Please set out every line of the items below as a Markdown table, with the row number under No. and the line itself under Text. Leave out any blank lines.
---------- Given entries
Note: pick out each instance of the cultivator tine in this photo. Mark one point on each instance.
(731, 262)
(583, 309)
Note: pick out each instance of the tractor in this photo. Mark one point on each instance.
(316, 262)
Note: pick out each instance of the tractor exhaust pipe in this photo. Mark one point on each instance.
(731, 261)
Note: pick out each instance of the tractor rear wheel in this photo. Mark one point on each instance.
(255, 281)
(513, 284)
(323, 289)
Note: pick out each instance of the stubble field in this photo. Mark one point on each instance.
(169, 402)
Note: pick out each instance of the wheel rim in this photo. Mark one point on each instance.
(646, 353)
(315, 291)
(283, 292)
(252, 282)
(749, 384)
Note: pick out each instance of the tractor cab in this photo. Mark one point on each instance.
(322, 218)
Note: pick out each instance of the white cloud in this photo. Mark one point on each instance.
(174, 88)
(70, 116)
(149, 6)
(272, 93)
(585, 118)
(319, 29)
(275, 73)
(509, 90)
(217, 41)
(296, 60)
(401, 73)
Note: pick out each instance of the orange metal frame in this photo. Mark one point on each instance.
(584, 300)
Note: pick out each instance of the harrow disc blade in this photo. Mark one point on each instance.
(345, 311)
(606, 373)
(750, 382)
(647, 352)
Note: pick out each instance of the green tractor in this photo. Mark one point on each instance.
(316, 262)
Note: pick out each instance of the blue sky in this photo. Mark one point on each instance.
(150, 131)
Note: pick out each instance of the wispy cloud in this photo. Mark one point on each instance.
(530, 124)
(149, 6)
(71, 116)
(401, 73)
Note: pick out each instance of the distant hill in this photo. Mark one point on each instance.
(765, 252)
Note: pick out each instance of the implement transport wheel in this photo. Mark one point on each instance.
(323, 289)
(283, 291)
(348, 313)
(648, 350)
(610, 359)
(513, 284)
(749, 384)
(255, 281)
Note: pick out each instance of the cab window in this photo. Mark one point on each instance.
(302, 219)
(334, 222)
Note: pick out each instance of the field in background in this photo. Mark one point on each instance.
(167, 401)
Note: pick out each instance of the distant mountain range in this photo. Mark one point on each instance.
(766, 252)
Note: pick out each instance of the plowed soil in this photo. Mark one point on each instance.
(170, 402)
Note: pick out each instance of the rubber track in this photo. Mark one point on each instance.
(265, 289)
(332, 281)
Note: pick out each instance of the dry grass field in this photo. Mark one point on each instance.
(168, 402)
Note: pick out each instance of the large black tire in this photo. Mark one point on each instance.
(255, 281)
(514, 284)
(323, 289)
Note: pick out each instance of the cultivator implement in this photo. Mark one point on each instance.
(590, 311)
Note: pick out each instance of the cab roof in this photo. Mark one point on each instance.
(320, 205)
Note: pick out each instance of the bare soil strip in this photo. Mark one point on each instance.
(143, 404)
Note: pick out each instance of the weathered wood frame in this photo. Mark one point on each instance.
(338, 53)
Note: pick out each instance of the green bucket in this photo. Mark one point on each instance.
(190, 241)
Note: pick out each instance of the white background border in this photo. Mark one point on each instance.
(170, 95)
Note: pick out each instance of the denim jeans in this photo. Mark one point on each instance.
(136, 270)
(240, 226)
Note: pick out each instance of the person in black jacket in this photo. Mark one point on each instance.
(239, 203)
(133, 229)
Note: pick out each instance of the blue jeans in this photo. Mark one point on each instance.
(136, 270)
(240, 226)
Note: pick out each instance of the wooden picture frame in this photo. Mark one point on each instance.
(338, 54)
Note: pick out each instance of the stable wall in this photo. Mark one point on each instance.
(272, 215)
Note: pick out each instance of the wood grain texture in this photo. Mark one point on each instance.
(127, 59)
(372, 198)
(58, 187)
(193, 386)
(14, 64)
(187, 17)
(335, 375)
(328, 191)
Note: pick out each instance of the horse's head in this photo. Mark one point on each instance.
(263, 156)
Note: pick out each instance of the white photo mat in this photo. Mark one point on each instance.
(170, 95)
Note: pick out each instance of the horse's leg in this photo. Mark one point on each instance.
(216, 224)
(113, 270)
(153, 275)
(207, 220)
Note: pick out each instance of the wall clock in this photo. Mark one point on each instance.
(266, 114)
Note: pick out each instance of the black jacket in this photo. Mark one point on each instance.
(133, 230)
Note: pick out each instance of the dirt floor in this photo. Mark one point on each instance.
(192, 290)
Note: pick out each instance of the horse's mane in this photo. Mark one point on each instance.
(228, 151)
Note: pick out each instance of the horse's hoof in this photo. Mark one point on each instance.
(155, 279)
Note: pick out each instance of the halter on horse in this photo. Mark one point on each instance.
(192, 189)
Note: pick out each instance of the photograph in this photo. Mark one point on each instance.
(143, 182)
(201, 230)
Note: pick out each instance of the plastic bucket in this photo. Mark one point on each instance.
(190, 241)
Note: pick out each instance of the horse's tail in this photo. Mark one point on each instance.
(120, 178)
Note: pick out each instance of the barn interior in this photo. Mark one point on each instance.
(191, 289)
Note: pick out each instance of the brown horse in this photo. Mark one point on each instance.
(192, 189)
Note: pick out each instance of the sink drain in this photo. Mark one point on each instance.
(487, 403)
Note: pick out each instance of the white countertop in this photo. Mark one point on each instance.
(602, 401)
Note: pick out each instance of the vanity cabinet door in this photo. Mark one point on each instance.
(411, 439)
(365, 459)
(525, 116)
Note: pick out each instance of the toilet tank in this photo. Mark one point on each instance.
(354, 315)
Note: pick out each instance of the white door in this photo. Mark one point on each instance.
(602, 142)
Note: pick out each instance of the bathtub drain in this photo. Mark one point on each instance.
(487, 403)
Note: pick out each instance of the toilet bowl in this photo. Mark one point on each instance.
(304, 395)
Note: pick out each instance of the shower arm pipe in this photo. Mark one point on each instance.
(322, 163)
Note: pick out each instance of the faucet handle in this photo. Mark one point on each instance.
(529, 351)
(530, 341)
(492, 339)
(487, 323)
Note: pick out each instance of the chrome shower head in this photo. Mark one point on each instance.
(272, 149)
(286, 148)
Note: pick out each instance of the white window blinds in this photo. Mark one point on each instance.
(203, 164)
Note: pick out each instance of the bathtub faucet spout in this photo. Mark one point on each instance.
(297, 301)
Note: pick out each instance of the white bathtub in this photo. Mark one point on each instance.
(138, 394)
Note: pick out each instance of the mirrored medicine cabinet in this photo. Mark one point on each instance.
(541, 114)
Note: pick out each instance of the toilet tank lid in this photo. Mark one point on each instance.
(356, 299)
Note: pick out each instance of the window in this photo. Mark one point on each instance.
--------------------
● Complete output:
| No. | Text |
|---|---|
| 1 | Note: pick out each instance of the cultivator tine in this photo. Mark one point on each instance. |
| 2 | (731, 262) |
| 3 | (583, 309) |
| 4 | Note: pick out each instance of the tractor in this photo. Mark one point on each instance. |
| 5 | (316, 262) |
| 6 | Note: pick out each instance of the tractor exhaust pipe in this photo. Mark one point on each instance. |
| 7 | (731, 261) |
| 8 | Note: pick out each instance of the tractor rear wheel in this photo. Mark one point on each instance. |
| 9 | (255, 281) |
| 10 | (513, 284) |
| 11 | (323, 289) |
| 12 | Note: pick out each instance of the stubble field in this photo. Mark one point on each instance. |
| 13 | (169, 402) |
| 14 | Note: pick out each instance of the wheel rim in this photo. Mark one point on each instance. |
| 15 | (646, 353) |
| 16 | (315, 291) |
| 17 | (283, 292) |
| 18 | (252, 282) |
| 19 | (749, 384) |
| 20 | Note: pick out each instance of the tractor cab in this photo. Mark one point on each instance. |
| 21 | (322, 218) |
| 22 | Note: pick out each instance of the white cloud in this photo. Mark one point on each instance. |
| 23 | (174, 88) |
| 24 | (70, 116) |
| 25 | (149, 6) |
| 26 | (272, 93) |
| 27 | (585, 118) |
| 28 | (319, 29) |
| 29 | (275, 73) |
| 30 | (509, 90) |
| 31 | (217, 41) |
| 32 | (296, 60) |
| 33 | (401, 73) |
| 34 | Note: pick out each instance of the orange metal frame in this photo. Mark one point on each instance. |
| 35 | (584, 300) |
| 36 | Note: pick out each instance of the harrow disc blade in this photo. Mark one point on each instance. |
| 37 | (345, 311) |
| 38 | (606, 373) |
| 39 | (750, 382) |
| 40 | (647, 352) |
| 41 | Note: pick out each instance of the green tractor in this photo. Mark one point on each instance. |
| 42 | (316, 262) |
| 43 | Note: pick out each instance of the blue sky in this photo. Mark one point on each instance. |
| 44 | (150, 131) |
| 45 | Note: pick out each instance of the wispy cloud in this photo. Mark one point on each instance. |
| 46 | (530, 124) |
| 47 | (149, 6) |
| 48 | (71, 116) |
| 49 | (401, 73) |
| 50 | Note: pick out each instance of the distant hill in this photo. Mark one point on each instance. |
| 51 | (765, 252) |
| 52 | Note: pick out each instance of the implement transport wheel in this photo. Mark one point on each instance. |
| 53 | (323, 289) |
| 54 | (283, 291) |
| 55 | (348, 313) |
| 56 | (648, 350) |
| 57 | (610, 359) |
| 58 | (513, 284) |
| 59 | (749, 384) |
| 60 | (255, 281) |
| 61 | Note: pick out each instance of the cab window in this photo. Mark one point on each instance. |
| 62 | (302, 219) |
| 63 | (334, 222) |
| 64 | Note: pick out each instance of the field in background in this photo. Mark one point on each instance. |
| 65 | (167, 401) |
| 66 | Note: pick out each instance of the distant mountain range in this photo. Mark one point on each instance. |
| 67 | (766, 252) |
| 68 | Note: pick out each instance of the plowed soil in this photo. Mark one point on each instance. |
| 69 | (170, 402) |
| 70 | Note: pick out each instance of the rubber track in this photo. Mark one point on each instance. |
| 71 | (265, 289) |
| 72 | (332, 281) |
| 73 | Note: pick out each instance of the dry grass field in this photo. Mark one point on each instance. |
| 74 | (168, 402) |
| 75 | Note: pick out each instance of the large black tire in this photo. Mark one point on each instance. |
| 76 | (255, 281) |
| 77 | (514, 284) |
| 78 | (323, 289) |
| 79 | Note: pick out each instance of the cultivator implement in this photo. Mark one point on each instance. |
| 80 | (590, 311) |
| 81 | Note: pick out each instance of the cab roof in this photo. Mark one point on each instance. |
| 82 | (320, 205) |
| 83 | Note: pick out each instance of the bare soil strip in this photo. Mark one point on each instance. |
| 84 | (143, 404) |
| 85 | Note: pick out each instance of the weathered wood frame in this photo. Mark one point on each instance. |
| 86 | (338, 53) |
| 87 | Note: pick out each instance of the green bucket in this photo. Mark one point on each instance. |
| 88 | (190, 241) |
| 89 | Note: pick out each instance of the white background border in this photo. Mark one point on each instance. |
| 90 | (170, 95) |
| 91 | Note: pick out each instance of the denim jeans in this photo. Mark one point on each instance. |
| 92 | (136, 270) |
| 93 | (240, 226) |
| 94 | Note: pick out each instance of the person in black jacket in this photo. Mark one point on each instance. |
| 95 | (239, 203) |
| 96 | (133, 229) |
| 97 | Note: pick out each instance of the blue jeans in this photo. Mark one point on each instance. |
| 98 | (136, 270) |
| 99 | (240, 226) |
| 100 | Note: pick out each instance of the wooden picture frame in this photo. Mark one point on each instance. |
| 101 | (338, 54) |
| 102 | Note: pick out each instance of the stable wall in this photo. Mark one point on each instance. |
| 103 | (272, 215) |
| 104 | Note: pick out each instance of the wood grain texture in this photo. Mark one point on each instance. |
| 105 | (127, 59) |
| 106 | (372, 198) |
| 107 | (58, 187) |
| 108 | (193, 386) |
| 109 | (14, 64) |
| 110 | (187, 17) |
| 111 | (335, 375) |
| 112 | (328, 191) |
| 113 | Note: pick out each instance of the horse's head in this photo. Mark one point on each instance. |
| 114 | (263, 156) |
| 115 | Note: pick out each instance of the white photo mat in this photo. Mark one point on each instance. |
| 116 | (170, 95) |
| 117 | Note: pick out each instance of the horse's leg in this photo. Mark one point on each instance. |
| 118 | (216, 224) |
| 119 | (113, 270) |
| 120 | (153, 275) |
| 121 | (207, 220) |
| 122 | Note: pick out each instance of the wall clock in this photo. Mark one point on each instance. |
| 123 | (266, 114) |
| 124 | Note: pick out each instance of the black jacket in this photo. Mark one point on each instance. |
| 125 | (133, 230) |
| 126 | Note: pick out each instance of the dirt floor in this photo. Mark one point on each instance. |
| 127 | (192, 290) |
| 128 | Note: pick out each instance of the horse's mane in this photo. Mark one point on each instance. |
| 129 | (228, 151) |
| 130 | Note: pick out each instance of the horse's hoof in this photo. Mark one point on each instance. |
| 131 | (155, 279) |
| 132 | Note: pick out each instance of the halter on horse in this photo. Mark one point on each instance. |
| 133 | (192, 189) |
| 134 | Note: pick out each instance of the photograph in this photo. Mark one point on each instance. |
| 135 | (143, 182) |
| 136 | (201, 230) |
| 137 | Note: pick out each instance of the plastic bucket in this photo. Mark one point on each instance. |
| 138 | (190, 241) |
| 139 | Note: pick out each instance of the horse's tail in this photo. Mark one point on each instance. |
| 140 | (120, 178) |
| 141 | Note: pick out each instance of the barn interior in this photo. Mark one point on each instance. |
| 142 | (191, 289) |
| 143 | Note: pick out each instance of the brown horse in this photo. Mark one point on each instance. |
| 144 | (192, 189) |
| 145 | Note: pick out each instance of the sink drain in this photo. Mark one point on each instance. |
| 146 | (487, 403) |
| 147 | Note: pick out each instance of the white countertop in this photo. Mark one point on each instance. |
| 148 | (602, 401) |
| 149 | Note: pick out each instance of the vanity cabinet door in this photo. Mark one point on each instance. |
| 150 | (411, 439) |
| 151 | (365, 459) |
| 152 | (525, 116) |
| 153 | Note: pick out each instance of the toilet tank in this photo. Mark one point on each instance. |
| 154 | (354, 315) |
| 155 | Note: pick out each instance of the white door in this photo. Mark one point on each instance. |
| 156 | (602, 142) |
| 157 | Note: pick out each instance of the bathtub drain in this photo. Mark one point on each instance. |
| 158 | (487, 403) |
| 159 | Note: pick out each instance of the toilet bowl in this photo. Mark one point on each instance. |
| 160 | (304, 395) |
| 161 | Note: pick out each instance of the shower arm pipe in this photo. Mark one point on each instance. |
| 162 | (322, 163) |
| 163 | Note: pick out each instance of the faucet handle in this photo. Mark one point on each instance. |
| 164 | (529, 351) |
| 165 | (530, 341) |
| 166 | (492, 339) |
| 167 | (487, 323) |
| 168 | Note: pick out each instance of the chrome shower head in this photo. Mark one point on each instance. |
| 169 | (272, 149) |
| 170 | (286, 148) |
| 171 | Note: pick out each instance of the white window blinds in this photo. Mark one point on each instance. |
| 172 | (203, 164) |
| 173 | Note: pick out each instance of the bathtub faucet spout in this photo. Mark one point on each instance. |
| 174 | (297, 301) |
| 175 | Note: pick out each instance of the white bathtub in this photo. Mark one point on each instance. |
| 176 | (138, 394) |
| 177 | Note: pick out each instance of the mirrored medicine cabinet in this photo. Mark one point on each instance. |
| 178 | (541, 114) |
| 179 | Note: pick out each instance of the toilet tank lid in this photo. Mark one point on each instance. |
| 180 | (356, 299) |
| 181 | Note: pick out each instance of the window in this photo. Mark one point on each instance. |